Start of Dataset records

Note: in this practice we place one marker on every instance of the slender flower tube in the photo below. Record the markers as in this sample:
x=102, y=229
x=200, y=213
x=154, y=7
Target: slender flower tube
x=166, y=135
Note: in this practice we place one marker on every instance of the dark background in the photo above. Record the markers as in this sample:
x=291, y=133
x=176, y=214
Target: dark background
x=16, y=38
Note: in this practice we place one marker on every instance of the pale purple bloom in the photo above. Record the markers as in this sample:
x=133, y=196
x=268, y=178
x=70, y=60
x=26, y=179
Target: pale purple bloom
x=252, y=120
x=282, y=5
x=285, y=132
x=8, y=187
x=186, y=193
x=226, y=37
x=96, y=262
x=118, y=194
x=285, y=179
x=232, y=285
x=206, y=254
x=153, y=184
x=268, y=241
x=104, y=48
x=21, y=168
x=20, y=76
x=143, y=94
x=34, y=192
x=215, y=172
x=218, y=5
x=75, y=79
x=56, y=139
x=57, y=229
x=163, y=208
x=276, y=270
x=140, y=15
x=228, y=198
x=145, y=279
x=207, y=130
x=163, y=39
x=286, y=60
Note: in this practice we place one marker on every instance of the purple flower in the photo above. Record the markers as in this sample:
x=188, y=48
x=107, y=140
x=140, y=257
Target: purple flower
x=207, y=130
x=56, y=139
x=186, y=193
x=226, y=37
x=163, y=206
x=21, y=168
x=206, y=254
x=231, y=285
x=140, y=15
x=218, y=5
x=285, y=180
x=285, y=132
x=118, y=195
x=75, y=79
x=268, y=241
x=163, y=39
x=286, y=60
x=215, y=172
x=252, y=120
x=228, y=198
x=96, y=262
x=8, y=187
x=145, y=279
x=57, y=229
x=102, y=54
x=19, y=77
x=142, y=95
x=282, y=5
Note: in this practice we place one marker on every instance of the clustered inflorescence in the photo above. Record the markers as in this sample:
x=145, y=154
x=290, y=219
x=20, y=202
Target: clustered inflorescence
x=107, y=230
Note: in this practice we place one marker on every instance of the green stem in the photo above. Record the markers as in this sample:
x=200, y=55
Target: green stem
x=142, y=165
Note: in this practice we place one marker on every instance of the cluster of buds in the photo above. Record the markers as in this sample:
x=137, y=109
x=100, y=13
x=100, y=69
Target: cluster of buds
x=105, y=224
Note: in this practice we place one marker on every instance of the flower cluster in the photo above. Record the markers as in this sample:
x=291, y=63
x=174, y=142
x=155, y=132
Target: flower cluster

End of Dataset records

Word for word, quote the lines from the line containing "of the pale" through the end of the material, both included, and nothing else.

◆ **Correct response**
Note: in this practice we place one marker on every instance of the pale purple bloom in the photo above. Record the markers as in this sample:
x=133, y=196
x=268, y=178
x=70, y=60
x=26, y=179
Target: pale purple bloom
x=252, y=120
x=282, y=5
x=285, y=132
x=8, y=187
x=186, y=193
x=226, y=37
x=96, y=262
x=118, y=194
x=285, y=179
x=232, y=285
x=206, y=254
x=153, y=184
x=268, y=241
x=104, y=48
x=21, y=168
x=20, y=76
x=143, y=94
x=34, y=192
x=215, y=172
x=218, y=5
x=75, y=79
x=56, y=139
x=57, y=229
x=163, y=208
x=276, y=270
x=140, y=15
x=228, y=198
x=145, y=279
x=207, y=130
x=163, y=39
x=286, y=60
Note: in this practice we place one marker on every instance of the purple flower in the photo above. Record the markers as in this sample:
x=188, y=48
x=107, y=140
x=140, y=257
Target: purple flower
x=207, y=130
x=56, y=139
x=186, y=193
x=226, y=37
x=163, y=206
x=21, y=168
x=206, y=254
x=231, y=285
x=140, y=15
x=218, y=5
x=285, y=180
x=285, y=132
x=118, y=195
x=75, y=79
x=268, y=241
x=163, y=39
x=286, y=60
x=215, y=172
x=252, y=120
x=228, y=198
x=96, y=262
x=8, y=187
x=145, y=279
x=57, y=229
x=102, y=54
x=19, y=77
x=142, y=95
x=282, y=5
Note: in this practice we place one marker on every instance of the clustered inflorescence in the photo above. Record the markers as in this sample:
x=145, y=154
x=290, y=219
x=20, y=202
Target: clustered inflorescence
x=107, y=230
Note: in this practice we place one marker on every instance of the green stem in the photo above. Record the markers as in this sample:
x=200, y=55
Target: green stem
x=142, y=165
Note: in this practice we place one marker on every instance of the cluster of buds in the photo above. Record the markers as in this sample:
x=137, y=109
x=100, y=13
x=100, y=69
Target: cluster of buds
x=105, y=224
Note: in this practice we place one marker on every instance of the flower cluster in the photo above. Record the markers as in this sample:
x=291, y=63
x=174, y=142
x=155, y=132
Target: flower cluster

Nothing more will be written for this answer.